__WHAT TO DO__.
Recast the records below as a Markdown table with the columns No. and Entry, from the line containing "Would you kindly point to the window blinds" up to and including the line containing "<point>409,287</point>". Give each line its own numbered row, omit blank lines, and include no other lines.

__SUPPLIED DATA__.

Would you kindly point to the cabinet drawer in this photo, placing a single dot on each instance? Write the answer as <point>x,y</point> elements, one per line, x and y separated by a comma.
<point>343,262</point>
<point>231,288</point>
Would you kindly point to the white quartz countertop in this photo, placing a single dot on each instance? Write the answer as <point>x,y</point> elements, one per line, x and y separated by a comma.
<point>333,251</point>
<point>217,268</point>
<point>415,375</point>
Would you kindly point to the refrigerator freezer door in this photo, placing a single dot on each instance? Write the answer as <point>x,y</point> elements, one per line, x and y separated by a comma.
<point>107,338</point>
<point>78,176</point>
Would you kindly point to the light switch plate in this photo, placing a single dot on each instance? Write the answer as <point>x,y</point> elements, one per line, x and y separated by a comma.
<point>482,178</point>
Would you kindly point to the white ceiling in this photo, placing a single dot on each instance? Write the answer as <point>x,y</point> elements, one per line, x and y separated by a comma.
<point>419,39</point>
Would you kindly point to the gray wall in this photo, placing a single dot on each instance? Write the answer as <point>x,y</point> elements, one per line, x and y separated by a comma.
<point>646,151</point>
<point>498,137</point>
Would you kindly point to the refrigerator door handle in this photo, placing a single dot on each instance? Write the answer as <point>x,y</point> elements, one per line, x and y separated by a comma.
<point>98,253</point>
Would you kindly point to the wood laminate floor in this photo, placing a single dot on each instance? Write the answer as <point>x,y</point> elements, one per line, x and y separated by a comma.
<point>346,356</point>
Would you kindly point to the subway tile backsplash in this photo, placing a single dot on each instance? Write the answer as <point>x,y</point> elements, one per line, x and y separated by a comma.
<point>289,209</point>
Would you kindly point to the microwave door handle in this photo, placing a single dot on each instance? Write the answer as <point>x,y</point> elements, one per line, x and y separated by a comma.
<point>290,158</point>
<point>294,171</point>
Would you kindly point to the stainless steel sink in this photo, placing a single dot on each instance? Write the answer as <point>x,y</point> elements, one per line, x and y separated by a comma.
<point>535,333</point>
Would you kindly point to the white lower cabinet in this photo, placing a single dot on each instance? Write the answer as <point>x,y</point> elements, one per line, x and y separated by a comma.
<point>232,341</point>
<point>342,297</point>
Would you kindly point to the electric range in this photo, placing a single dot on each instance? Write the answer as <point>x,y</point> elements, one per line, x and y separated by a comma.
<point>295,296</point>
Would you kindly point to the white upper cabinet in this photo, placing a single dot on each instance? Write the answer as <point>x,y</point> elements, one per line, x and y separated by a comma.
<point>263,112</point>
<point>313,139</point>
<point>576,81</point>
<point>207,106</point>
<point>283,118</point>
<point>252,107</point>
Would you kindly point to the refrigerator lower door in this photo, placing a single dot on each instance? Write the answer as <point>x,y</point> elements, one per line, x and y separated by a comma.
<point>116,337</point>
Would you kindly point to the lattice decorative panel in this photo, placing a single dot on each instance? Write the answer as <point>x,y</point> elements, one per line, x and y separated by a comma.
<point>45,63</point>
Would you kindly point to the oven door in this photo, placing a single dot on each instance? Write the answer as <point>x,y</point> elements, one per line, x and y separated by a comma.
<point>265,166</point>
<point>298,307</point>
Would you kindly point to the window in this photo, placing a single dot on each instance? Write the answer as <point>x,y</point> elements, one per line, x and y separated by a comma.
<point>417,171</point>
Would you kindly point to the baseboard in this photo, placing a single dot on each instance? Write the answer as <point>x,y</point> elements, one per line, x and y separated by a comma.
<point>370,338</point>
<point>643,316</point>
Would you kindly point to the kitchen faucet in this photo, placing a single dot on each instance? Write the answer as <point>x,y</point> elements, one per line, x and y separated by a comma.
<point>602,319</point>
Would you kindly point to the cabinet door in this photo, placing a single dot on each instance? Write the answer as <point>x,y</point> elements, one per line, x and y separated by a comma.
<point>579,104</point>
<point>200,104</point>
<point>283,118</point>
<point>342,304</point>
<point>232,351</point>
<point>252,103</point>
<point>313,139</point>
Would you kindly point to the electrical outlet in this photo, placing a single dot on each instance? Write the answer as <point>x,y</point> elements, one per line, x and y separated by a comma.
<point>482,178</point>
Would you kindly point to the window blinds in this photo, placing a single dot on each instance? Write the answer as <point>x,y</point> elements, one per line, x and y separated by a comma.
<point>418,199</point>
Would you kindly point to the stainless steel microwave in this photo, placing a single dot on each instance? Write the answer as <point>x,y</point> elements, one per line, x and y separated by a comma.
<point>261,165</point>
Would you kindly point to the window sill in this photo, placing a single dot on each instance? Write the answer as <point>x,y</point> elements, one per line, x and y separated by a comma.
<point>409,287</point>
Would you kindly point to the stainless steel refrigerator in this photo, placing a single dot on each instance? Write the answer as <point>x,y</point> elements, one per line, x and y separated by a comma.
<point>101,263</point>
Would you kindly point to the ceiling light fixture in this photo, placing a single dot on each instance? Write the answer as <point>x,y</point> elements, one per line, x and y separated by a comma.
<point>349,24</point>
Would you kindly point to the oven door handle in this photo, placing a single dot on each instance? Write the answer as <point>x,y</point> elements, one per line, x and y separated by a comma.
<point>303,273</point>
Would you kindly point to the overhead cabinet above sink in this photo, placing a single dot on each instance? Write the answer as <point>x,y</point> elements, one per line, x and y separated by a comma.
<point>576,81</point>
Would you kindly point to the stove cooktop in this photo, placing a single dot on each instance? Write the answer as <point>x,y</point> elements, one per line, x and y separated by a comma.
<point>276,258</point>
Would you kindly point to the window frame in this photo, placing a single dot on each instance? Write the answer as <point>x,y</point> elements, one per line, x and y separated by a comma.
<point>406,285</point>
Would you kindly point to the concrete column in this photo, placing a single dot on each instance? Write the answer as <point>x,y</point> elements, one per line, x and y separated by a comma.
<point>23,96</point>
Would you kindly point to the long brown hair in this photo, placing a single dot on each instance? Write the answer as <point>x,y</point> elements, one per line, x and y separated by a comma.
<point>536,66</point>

--

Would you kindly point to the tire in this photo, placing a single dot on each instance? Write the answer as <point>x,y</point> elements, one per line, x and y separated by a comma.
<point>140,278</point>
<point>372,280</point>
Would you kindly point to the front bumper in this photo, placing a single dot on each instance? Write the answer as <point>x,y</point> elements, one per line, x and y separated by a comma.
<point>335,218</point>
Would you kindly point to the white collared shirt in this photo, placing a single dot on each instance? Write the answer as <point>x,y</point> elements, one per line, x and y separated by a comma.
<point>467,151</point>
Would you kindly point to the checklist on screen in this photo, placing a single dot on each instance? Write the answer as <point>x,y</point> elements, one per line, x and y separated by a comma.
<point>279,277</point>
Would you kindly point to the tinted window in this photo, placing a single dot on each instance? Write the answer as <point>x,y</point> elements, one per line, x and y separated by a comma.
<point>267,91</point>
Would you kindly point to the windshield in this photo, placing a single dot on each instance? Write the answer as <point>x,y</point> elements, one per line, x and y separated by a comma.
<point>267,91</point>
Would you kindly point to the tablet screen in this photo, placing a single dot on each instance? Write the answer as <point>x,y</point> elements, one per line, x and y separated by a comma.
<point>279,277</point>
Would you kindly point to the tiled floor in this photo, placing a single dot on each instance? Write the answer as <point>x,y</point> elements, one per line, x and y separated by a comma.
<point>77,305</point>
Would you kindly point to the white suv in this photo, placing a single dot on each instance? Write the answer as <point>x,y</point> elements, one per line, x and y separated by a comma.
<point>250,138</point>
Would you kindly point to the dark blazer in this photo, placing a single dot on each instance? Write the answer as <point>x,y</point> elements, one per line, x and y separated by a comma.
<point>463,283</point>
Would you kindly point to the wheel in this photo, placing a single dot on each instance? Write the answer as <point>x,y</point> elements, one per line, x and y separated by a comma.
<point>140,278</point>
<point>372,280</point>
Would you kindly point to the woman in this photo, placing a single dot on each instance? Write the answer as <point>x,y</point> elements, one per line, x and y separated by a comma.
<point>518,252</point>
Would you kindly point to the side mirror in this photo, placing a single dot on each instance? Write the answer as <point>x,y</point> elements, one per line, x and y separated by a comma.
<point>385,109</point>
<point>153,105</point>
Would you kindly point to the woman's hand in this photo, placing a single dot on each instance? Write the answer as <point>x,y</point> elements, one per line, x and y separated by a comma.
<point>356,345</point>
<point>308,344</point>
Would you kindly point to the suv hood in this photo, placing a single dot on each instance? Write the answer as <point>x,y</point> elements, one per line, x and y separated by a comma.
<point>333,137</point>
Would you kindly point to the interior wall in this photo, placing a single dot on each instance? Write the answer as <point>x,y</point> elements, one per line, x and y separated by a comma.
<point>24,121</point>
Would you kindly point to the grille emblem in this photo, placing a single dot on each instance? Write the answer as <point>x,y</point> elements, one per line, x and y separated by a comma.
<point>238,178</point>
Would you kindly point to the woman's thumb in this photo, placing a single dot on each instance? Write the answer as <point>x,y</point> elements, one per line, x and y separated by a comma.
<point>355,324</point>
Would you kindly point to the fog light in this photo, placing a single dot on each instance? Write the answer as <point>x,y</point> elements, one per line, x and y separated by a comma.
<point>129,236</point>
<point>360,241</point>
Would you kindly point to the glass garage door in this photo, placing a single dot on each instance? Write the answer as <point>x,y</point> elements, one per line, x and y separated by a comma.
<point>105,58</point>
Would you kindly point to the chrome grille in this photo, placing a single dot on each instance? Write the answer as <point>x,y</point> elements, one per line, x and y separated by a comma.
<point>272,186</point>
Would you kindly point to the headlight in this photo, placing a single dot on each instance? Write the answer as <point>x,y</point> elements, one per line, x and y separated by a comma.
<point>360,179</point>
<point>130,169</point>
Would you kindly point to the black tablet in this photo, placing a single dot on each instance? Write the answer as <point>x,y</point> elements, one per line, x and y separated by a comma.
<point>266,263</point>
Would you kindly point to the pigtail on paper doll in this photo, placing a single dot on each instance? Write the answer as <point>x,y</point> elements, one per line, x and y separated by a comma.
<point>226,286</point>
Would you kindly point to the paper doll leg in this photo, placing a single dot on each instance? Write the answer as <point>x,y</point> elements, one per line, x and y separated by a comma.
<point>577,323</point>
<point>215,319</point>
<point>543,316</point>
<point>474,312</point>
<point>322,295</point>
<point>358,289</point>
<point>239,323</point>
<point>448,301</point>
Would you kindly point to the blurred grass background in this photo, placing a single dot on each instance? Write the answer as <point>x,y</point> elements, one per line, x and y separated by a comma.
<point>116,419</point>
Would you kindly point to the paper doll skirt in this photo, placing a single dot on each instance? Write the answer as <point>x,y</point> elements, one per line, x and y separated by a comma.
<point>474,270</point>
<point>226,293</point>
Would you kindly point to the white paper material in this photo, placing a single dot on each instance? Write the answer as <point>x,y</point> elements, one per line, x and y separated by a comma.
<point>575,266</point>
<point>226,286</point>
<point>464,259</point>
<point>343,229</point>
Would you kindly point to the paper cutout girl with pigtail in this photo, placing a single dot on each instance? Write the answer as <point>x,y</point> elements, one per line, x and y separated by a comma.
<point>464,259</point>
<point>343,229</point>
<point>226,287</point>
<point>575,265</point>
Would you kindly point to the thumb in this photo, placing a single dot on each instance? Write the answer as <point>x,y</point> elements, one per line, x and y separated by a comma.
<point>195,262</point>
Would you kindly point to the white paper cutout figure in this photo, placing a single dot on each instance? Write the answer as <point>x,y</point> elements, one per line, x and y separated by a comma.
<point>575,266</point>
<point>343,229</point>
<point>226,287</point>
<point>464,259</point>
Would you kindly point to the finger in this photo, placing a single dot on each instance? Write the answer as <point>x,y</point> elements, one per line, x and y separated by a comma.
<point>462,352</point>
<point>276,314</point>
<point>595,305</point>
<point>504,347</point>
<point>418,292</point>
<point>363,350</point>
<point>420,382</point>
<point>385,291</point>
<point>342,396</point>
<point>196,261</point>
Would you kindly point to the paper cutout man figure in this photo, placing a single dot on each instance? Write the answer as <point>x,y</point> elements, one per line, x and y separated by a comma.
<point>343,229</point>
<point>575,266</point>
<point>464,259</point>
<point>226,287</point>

__THE SOLUTION__.
| No. | Entry |
|---|---|
| 1 | Would you kindly point to the window blinds in this photo, placing a single dot on each instance? Write the answer as <point>x,y</point> elements, one per line, x and y separated by a comma. |
| 2 | <point>418,199</point> |
| 3 | Would you kindly point to the stainless steel microwave in this photo, placing a single dot on each instance? Write the answer as <point>x,y</point> elements, one per line, x and y separated by a comma. |
| 4 | <point>261,165</point> |
| 5 | Would you kindly point to the window sill in this photo, placing a single dot on each instance? Write the answer as <point>x,y</point> elements, one per line, x and y separated by a comma. |
| 6 | <point>409,287</point> |